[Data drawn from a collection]
--- Begin ---

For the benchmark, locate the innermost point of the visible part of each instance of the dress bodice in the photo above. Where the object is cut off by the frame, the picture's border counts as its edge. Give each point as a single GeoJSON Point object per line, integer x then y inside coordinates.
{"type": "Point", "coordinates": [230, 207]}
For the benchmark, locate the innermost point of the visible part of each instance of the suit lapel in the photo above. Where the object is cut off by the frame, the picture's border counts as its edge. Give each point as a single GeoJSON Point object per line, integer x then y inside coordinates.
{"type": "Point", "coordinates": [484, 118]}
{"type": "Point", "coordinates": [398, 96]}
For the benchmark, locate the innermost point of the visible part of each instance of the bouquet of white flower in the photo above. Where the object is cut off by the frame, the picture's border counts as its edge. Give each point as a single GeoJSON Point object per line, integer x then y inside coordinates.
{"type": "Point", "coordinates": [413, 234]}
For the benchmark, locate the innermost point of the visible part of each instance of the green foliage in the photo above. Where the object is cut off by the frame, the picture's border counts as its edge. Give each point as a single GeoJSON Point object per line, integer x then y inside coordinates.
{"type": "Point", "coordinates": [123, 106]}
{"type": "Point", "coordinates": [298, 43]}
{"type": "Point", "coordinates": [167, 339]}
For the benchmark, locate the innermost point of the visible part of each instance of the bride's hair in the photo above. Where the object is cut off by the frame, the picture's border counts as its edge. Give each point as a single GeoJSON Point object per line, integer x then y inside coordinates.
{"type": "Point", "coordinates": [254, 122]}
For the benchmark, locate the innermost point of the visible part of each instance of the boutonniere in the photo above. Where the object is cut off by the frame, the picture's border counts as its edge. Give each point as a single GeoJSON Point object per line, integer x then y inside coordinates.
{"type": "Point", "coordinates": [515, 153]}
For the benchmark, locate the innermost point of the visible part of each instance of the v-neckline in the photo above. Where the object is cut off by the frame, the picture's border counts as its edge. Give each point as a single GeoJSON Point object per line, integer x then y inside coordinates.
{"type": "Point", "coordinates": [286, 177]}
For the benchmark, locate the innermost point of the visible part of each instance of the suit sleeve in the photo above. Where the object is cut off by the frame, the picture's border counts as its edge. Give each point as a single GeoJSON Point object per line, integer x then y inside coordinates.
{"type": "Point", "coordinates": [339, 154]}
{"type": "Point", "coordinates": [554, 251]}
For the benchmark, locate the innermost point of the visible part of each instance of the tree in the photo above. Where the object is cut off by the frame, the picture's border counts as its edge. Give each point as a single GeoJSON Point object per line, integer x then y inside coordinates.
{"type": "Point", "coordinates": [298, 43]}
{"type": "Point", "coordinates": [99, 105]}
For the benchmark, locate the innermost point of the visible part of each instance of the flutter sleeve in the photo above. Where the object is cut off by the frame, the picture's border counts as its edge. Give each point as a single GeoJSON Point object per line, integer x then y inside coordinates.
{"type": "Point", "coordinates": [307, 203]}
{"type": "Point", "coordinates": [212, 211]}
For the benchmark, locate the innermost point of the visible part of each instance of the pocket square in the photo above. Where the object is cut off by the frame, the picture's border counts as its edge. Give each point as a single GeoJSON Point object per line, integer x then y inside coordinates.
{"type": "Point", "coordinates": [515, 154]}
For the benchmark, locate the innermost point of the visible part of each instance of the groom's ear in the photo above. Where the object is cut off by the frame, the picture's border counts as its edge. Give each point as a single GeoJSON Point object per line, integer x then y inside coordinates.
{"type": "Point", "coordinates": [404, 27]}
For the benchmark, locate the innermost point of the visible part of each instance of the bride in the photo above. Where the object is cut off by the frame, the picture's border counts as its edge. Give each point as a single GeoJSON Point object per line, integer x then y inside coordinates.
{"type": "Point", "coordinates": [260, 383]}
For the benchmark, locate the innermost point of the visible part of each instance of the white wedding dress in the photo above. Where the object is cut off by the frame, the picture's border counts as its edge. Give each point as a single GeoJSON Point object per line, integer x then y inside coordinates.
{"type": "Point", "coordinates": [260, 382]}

--- End ---

- [Aim of the task]
Rewrite the data above as a Markdown table with two columns, Row and Line. Put each non-blank line of the data in its own row, numbered in order.

- [Task output]
| Row | Line |
|---|---|
| 1 | For the benchmark, locate the innermost point of the visible part of each instance of the dress bodice in the photo above. Where the object is cut off by the frame, the picture's border counts as its edge. Give each point as a single GeoJSON Point object per line, integer x then y inside coordinates. |
| 2 | {"type": "Point", "coordinates": [230, 207]} |
| 3 | For the benchmark, locate the innermost point of the visible part of each instance of the suit lapel in the photo above. Where the object is cut off by the frame, the picture's border counts as its edge. Give each point as a single GeoJSON Point object per line, integer x then y inside coordinates. |
| 4 | {"type": "Point", "coordinates": [484, 118]} |
| 5 | {"type": "Point", "coordinates": [398, 96]} |
| 6 | For the benchmark, locate the innermost point of the visible part of each instance of the bouquet of white flower in the photo above. Where the object is cut off by the frame, the picture's border counts as its edge. Give each point as a single GeoJSON Point object per line, integer x then y inside coordinates. |
| 7 | {"type": "Point", "coordinates": [413, 234]} |
| 8 | For the benchmark, locate the innermost point of the visible part of each instance of the green foliage in the photo above. Where the object is cut off by the frame, the picture's border counts as its edge. Give each point as a single GeoJSON Point object per line, integer x then y inside coordinates. |
| 9 | {"type": "Point", "coordinates": [123, 106]} |
| 10 | {"type": "Point", "coordinates": [298, 43]} |
| 11 | {"type": "Point", "coordinates": [167, 339]} |
| 12 | For the benchmark, locate the innermost point of the visible part of each instance of the bride's hair in the photo above. Where the object is cut off by the frame, the picture's border counts as its edge. Give each point as a single GeoJSON Point object per line, integer x then y inside coordinates. |
| 13 | {"type": "Point", "coordinates": [254, 122]} |
| 14 | For the benchmark, locate the innermost point of the visible part of each instance of the boutonniere in the photo above. Where the object is cut off by the frame, the picture's border counts as its edge. Give each point as a single GeoJSON Point object per line, integer x then y inside coordinates. |
| 15 | {"type": "Point", "coordinates": [515, 153]} |
| 16 | For the benchmark, locate the innermost point of the visible part of each instance of the v-neckline in the photo above. Where the object is cut off by the frame, the picture's border counts as its edge. Give each point as a single GeoJSON Point object per line, integer x then y inside coordinates. |
| 17 | {"type": "Point", "coordinates": [286, 177]} |
| 18 | For the benchmark, locate the innermost point of the visible part of each instance of the suit sleeve in the photo above. Where the object is cut off by the frame, the picture's border counts as its edge. Give each point as a single GeoJSON Point object per line, integer x then y inside coordinates. |
| 19 | {"type": "Point", "coordinates": [339, 154]} |
| 20 | {"type": "Point", "coordinates": [554, 251]} |
| 21 | For the benchmark, locate the innermost point of the visible part of each instance of the tree in the photo above. Where the object is cut off by the frame, the picture's border counts as its edge. Give each point as a single GeoJSON Point object per line, integer x then y inside coordinates. |
| 22 | {"type": "Point", "coordinates": [298, 43]} |
| 23 | {"type": "Point", "coordinates": [99, 105]} |
| 24 | For the benchmark, locate the innermost point of the visible part of each instance of the flutter sleeve in the photo above. Where the object is cut off by the frame, the picture's border counts as its edge. Give each point as a single GeoJSON Point object per line, integer x then y inside coordinates. |
| 25 | {"type": "Point", "coordinates": [307, 203]} |
| 26 | {"type": "Point", "coordinates": [212, 211]} |
| 27 | For the benchmark, locate the innermost point of the visible part of each instance of the pocket square in the photo above. Where the object is cut off by the frame, the picture's border counts as its edge. Give each point as a single GeoJSON Point object per line, integer x then y inside coordinates. |
| 28 | {"type": "Point", "coordinates": [515, 154]} |
| 29 | For the benchmark, locate the innermost point of the visible part of each instance of the groom's ear in the photo above. Where the object is cut off by the frame, the picture's border counts as its edge. Give each point as a single GeoJSON Point object per line, integer x then y inside coordinates. |
| 30 | {"type": "Point", "coordinates": [404, 27]} |
| 31 | For the benchmark, locate the innermost point of the visible part of each instance of the bride in the photo above. Where the object is cut off by the frame, the picture's border counts as its edge. Give each point as a single GeoJSON Point object per line, integer x then y inside coordinates. |
| 32 | {"type": "Point", "coordinates": [260, 383]} |
| 33 | For the benchmark, locate the innermost point of the visible part of each instance of the white wedding dress in the photo above. Where the object is cut off by the frame, the picture's border counts as its edge. Give each point as a single GeoJSON Point object per line, integer x then y inside coordinates. |
| 34 | {"type": "Point", "coordinates": [260, 382]} |